What you need to do - Pull out every line in the items below that contains the string "canopy", and copy each one unchanged.

┏━━

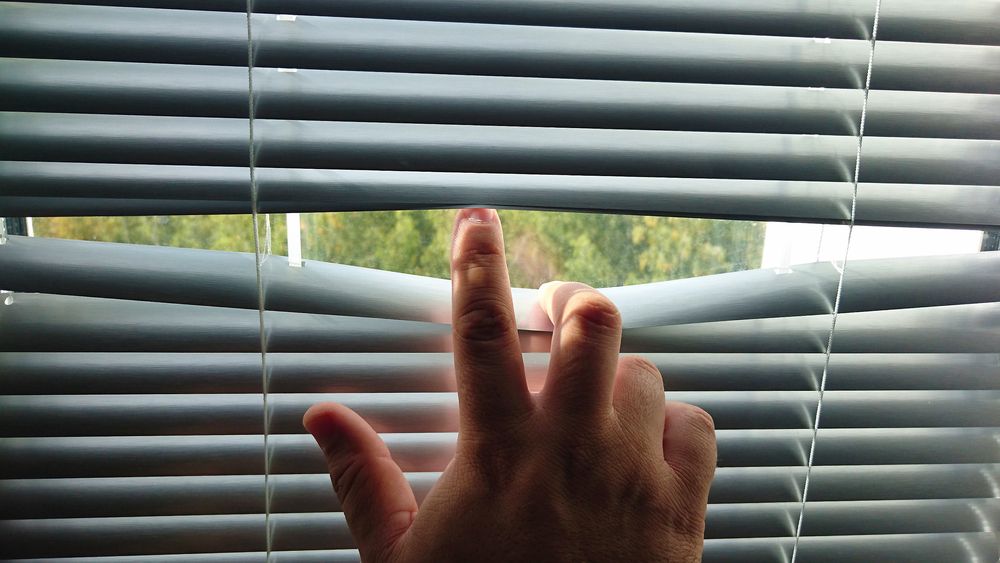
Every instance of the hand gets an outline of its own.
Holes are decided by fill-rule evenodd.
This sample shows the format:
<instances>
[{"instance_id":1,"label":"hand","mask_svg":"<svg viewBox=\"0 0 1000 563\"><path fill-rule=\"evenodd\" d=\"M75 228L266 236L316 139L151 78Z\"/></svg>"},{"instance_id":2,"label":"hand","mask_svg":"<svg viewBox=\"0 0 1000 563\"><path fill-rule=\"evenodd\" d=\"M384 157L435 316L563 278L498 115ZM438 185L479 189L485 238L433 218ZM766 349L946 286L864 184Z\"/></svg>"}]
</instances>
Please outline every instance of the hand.
<instances>
[{"instance_id":1,"label":"hand","mask_svg":"<svg viewBox=\"0 0 1000 563\"><path fill-rule=\"evenodd\" d=\"M546 284L540 301L555 328L544 389L532 395L499 217L460 211L458 447L419 511L360 416L330 403L305 414L364 561L700 560L715 472L711 417L665 402L650 362L619 359L620 317L600 293Z\"/></svg>"}]
</instances>

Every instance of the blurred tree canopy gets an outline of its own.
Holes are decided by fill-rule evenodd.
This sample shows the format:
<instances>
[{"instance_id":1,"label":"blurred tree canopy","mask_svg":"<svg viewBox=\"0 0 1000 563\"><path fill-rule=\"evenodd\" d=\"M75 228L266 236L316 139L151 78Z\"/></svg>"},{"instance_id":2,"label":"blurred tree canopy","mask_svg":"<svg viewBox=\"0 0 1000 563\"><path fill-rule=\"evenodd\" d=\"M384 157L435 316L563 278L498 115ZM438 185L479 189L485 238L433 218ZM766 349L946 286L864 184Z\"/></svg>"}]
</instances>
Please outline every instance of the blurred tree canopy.
<instances>
[{"instance_id":1,"label":"blurred tree canopy","mask_svg":"<svg viewBox=\"0 0 1000 563\"><path fill-rule=\"evenodd\" d=\"M448 277L452 210L302 215L306 260ZM504 210L515 286L595 286L757 268L764 225L745 221ZM286 253L285 216L261 215L271 253ZM253 252L250 215L36 218L38 236Z\"/></svg>"}]
</instances>

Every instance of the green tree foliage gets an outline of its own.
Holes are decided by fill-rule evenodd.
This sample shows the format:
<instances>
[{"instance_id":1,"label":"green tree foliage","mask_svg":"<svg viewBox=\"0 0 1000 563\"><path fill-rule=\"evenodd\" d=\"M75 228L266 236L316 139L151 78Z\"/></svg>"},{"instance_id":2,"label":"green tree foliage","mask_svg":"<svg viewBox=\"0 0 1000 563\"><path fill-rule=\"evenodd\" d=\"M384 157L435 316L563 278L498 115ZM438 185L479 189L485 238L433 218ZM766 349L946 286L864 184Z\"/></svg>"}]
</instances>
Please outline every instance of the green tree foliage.
<instances>
[{"instance_id":1,"label":"green tree foliage","mask_svg":"<svg viewBox=\"0 0 1000 563\"><path fill-rule=\"evenodd\" d=\"M645 283L756 268L761 223L589 213L501 211L511 281L581 280L596 286ZM306 260L448 277L454 211L313 213L302 216ZM270 225L283 255L285 217ZM35 219L38 236L253 252L249 215Z\"/></svg>"}]
</instances>

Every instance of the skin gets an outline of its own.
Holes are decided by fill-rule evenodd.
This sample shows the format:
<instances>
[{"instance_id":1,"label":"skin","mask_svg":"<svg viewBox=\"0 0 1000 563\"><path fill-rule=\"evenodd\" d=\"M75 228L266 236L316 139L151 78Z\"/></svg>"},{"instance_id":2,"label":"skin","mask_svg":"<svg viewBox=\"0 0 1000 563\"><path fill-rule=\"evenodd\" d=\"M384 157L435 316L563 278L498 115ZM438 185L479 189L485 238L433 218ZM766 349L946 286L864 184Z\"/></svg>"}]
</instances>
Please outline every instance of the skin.
<instances>
[{"instance_id":1,"label":"skin","mask_svg":"<svg viewBox=\"0 0 1000 563\"><path fill-rule=\"evenodd\" d=\"M544 389L530 393L495 211L458 213L451 262L458 447L419 510L360 416L322 403L303 419L361 558L699 561L712 418L665 401L649 361L619 358L617 309L579 283L541 288L551 360Z\"/></svg>"}]
</instances>

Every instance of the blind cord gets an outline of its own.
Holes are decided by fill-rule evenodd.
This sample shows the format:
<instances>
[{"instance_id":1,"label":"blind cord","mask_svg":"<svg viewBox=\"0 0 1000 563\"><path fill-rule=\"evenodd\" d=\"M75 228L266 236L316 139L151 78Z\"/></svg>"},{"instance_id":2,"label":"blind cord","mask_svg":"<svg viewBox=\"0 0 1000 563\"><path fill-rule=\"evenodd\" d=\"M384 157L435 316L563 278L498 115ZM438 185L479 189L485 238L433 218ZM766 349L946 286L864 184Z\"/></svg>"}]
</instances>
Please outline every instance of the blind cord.
<instances>
[{"instance_id":1,"label":"blind cord","mask_svg":"<svg viewBox=\"0 0 1000 563\"><path fill-rule=\"evenodd\" d=\"M795 563L799 555L799 540L802 537L802 522L805 520L806 502L809 499L809 480L812 477L813 459L816 455L816 437L819 434L820 417L823 414L823 394L826 392L826 376L830 371L830 354L833 351L833 333L837 328L837 315L840 311L840 298L844 289L844 274L847 272L847 255L851 250L851 235L854 234L854 222L858 209L858 178L861 173L861 145L865 139L865 118L868 113L868 93L871 89L872 64L875 61L875 42L878 37L878 16L882 0L875 0L875 17L872 20L872 38L868 49L868 70L865 74L864 100L861 103L861 120L858 124L858 147L854 157L854 186L851 194L851 220L847 225L847 244L844 247L844 261L841 263L840 276L837 279L837 293L833 301L833 313L830 315L830 334L826 340L826 357L823 361L823 373L819 381L819 398L816 402L816 416L813 417L812 440L809 443L809 458L806 463L806 478L802 484L802 503L799 506L799 520L795 525L795 543L792 544L792 561Z\"/></svg>"},{"instance_id":2,"label":"blind cord","mask_svg":"<svg viewBox=\"0 0 1000 563\"><path fill-rule=\"evenodd\" d=\"M258 322L258 334L260 335L260 374L261 374L261 402L262 409L264 411L264 545L266 550L266 559L268 563L271 561L271 546L273 545L273 533L271 529L271 453L268 444L268 435L271 430L271 410L268 408L267 404L267 389L268 389L268 369L267 369L267 337L264 332L264 283L262 276L261 263L263 262L263 257L261 255L261 242L260 242L260 216L257 212L257 172L256 172L256 161L257 161L257 151L256 143L254 141L254 90L253 90L253 69L254 69L254 52L253 52L253 0L247 0L247 123L248 123L248 145L249 145L249 164L250 164L250 215L253 220L253 247L254 247L254 268L257 275L257 322ZM267 240L265 241L266 252L270 254L271 250L271 225L270 217L266 218L265 236Z\"/></svg>"}]
</instances>

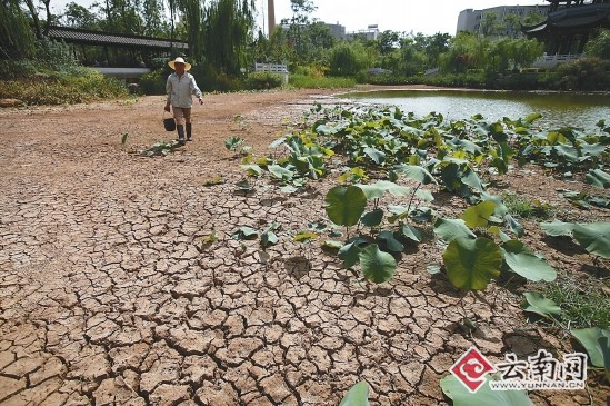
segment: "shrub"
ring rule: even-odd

┗━━

Expected output -
Every instance of the blurred tree canopy gets an outline of its own.
[{"instance_id":1,"label":"blurred tree canopy","mask_svg":"<svg viewBox=\"0 0 1000 563\"><path fill-rule=\"evenodd\" d=\"M75 228L266 236L316 139L151 78Z\"/></svg>"},{"instance_id":2,"label":"blurred tree canopy","mask_svg":"<svg viewBox=\"0 0 1000 563\"><path fill-rule=\"evenodd\" d=\"M384 157L435 316L563 278L498 115ZM438 185L479 189L485 238L433 218ZM766 349L946 286L864 184Z\"/></svg>"}]
Please outline every instance of the blurred tree canopy.
[{"instance_id":1,"label":"blurred tree canopy","mask_svg":"<svg viewBox=\"0 0 1000 563\"><path fill-rule=\"evenodd\" d=\"M448 277L452 210L302 215L306 260ZM504 210L515 286L595 286L757 268L764 225L745 221ZM286 253L285 216L261 215L271 253ZM253 252L250 215L36 218L38 236Z\"/></svg>"}]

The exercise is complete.